Page text:

▼▼▼

The Cantor Normal Form Theorem states that every ordinal $\alpha > 0$ can be uniquely expressed in the form $$\omega^{\beta_1}k_1 + \omega^{\beta_2}k_2 + \dots + \omega^{\beta_n}k_n$$ for some $n \ge 1$, positive integers $k_1,k_2,\dots,k_n$ and ordinals $\alpha \ge \beta_1 > \beta_2 > \dots > \beta_n$.

If I understand this correctly, then every countable ordinal's Cantor Normal Form is a finite-degree polynomial in $\omega$. My reasoning is that if $\beta$ is infinite, then $\omega^{\beta}$ is uncountable. This must be incorrect because it would imply that there are only countably many countable ordinals. Since $\aleph_1$ is the set of all countable ordinals and is uncountable, this is a contradiction.

My main question is where did I go wrong? If every countable set can't be written as a polynomial in $\omega$, what is a counter-example?

▲▲▲

Written request:
Repeat the Cantor Normal Form post word for word between "If I understand" and "is a counter-example?", inclusive. The items have no connection to the Cantor Normal Form post.

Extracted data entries
▼▼▼

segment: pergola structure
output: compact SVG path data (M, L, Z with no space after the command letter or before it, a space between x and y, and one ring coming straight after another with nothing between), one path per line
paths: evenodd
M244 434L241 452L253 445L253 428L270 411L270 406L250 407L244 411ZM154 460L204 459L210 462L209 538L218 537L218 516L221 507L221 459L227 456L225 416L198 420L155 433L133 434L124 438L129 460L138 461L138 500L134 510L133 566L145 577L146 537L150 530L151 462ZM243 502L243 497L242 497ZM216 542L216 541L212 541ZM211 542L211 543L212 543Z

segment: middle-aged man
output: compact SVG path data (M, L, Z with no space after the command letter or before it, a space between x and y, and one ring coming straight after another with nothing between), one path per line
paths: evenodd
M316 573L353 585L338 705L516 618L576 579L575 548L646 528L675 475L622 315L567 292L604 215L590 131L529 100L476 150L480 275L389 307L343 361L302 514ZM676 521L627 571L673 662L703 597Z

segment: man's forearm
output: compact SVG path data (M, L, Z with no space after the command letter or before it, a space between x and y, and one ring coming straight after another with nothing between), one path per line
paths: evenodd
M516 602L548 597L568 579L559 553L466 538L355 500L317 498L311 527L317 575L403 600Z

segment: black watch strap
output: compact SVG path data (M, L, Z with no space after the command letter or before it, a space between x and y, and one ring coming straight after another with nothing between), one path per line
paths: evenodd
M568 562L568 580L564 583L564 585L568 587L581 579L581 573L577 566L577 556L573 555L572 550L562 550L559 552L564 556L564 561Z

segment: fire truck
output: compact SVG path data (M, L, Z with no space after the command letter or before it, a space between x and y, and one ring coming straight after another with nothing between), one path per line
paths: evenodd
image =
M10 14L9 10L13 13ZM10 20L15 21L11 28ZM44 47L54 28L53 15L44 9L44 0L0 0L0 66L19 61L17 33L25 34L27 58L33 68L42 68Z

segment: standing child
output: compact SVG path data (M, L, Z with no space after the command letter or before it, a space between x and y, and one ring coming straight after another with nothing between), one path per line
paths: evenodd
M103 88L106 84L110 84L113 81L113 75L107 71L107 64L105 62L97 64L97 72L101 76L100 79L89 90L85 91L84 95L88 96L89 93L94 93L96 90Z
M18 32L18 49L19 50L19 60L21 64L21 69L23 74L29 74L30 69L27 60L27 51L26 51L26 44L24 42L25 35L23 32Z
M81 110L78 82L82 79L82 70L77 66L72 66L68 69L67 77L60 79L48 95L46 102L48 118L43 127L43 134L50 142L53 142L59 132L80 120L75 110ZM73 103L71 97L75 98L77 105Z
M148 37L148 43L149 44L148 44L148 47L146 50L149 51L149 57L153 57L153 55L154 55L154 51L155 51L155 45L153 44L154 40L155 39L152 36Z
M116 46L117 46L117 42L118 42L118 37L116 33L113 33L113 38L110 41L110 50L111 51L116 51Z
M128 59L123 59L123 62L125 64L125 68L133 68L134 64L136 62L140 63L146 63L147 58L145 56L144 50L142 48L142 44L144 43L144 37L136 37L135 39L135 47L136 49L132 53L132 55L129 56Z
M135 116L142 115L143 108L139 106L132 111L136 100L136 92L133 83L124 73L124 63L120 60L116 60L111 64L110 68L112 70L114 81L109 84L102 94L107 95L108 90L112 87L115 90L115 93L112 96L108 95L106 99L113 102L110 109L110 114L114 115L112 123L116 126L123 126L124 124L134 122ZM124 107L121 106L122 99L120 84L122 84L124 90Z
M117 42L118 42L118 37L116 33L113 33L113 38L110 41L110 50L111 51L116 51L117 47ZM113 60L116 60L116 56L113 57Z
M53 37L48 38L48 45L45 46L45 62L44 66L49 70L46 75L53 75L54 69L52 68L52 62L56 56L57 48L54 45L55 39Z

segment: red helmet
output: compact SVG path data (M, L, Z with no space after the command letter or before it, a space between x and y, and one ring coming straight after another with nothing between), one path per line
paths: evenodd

▲▲▲

Full solution:
If I understand this correctly, then every countable ordinal's Cantor Normal Form is a finite-degree polynomial in $\omega$. My reasoning is that if $\beta$ is infinite, then $\omega^{\beta}$ is uncountable. This must be incorrect because it would imply that there are only countably many countable ordinals. Since $\aleph_1$ is the set of all countable ordinals and is uncountable, this is a contradiction.

My main question is where did I go wrong? If every countable set can't be written as a polynomial in $\omega$, what is a counter-example?